▶ [Short exercise]
Could you reproduce all the records below with "photograph" replaced by "image" and everything else left unchanged? Please omit the pictures from your answer.

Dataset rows
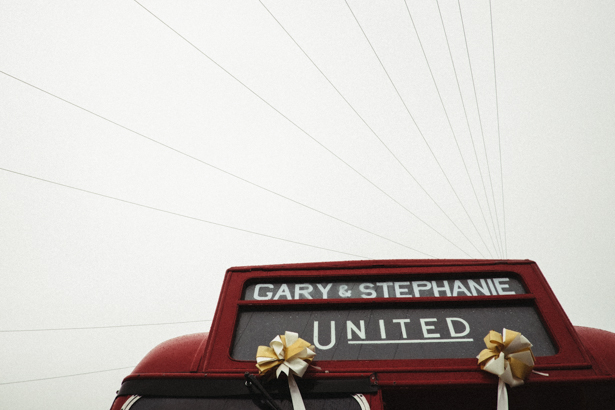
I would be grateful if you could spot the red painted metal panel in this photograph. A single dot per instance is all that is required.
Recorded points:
(571, 355)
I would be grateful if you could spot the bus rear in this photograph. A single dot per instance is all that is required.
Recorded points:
(398, 334)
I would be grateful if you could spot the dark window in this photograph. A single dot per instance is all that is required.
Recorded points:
(329, 403)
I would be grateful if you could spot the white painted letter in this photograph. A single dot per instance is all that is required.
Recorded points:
(458, 287)
(473, 286)
(369, 289)
(383, 333)
(418, 288)
(401, 292)
(283, 291)
(436, 289)
(426, 328)
(490, 282)
(351, 327)
(324, 290)
(267, 294)
(500, 286)
(403, 326)
(331, 344)
(303, 289)
(451, 328)
(385, 287)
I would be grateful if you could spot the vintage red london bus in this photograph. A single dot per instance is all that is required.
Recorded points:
(387, 335)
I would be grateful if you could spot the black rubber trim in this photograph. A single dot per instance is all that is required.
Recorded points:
(204, 387)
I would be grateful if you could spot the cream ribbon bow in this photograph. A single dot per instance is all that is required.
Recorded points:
(287, 354)
(509, 356)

▶ [Result below]
I would be grateful if you could spot the red painted metal panel in this image. A single dot per instance is all that is required.
Recorded points:
(571, 355)
I would be grateful if you could spot the bus rear in this image. A single dot per instance is all that is required.
Recorded points:
(398, 334)
I would be grateful if you could spot the dark window in this image. A single dot per instance is all that is required.
Recorded points:
(329, 403)
I would be grateful if you could spot the white painted letter in this image. A single dot per instance is all that is required.
Recorded points:
(458, 287)
(473, 286)
(369, 289)
(383, 333)
(418, 288)
(401, 292)
(283, 291)
(436, 289)
(426, 328)
(490, 282)
(351, 327)
(324, 290)
(267, 294)
(500, 286)
(403, 326)
(331, 344)
(303, 289)
(451, 328)
(385, 287)
I would be grateful if you could spot the vintage red london bus in this image. A single dot per instance is all that is required.
Recorded points:
(387, 335)
I would be grateful if you could spot the black rubber trim in this image. A single dot per instance is all that is required.
Recorded points:
(204, 387)
I would be grateful if you could spot the cream ribbon bow in this image. A single dot per instance is all that is required.
Recorded points:
(287, 354)
(509, 356)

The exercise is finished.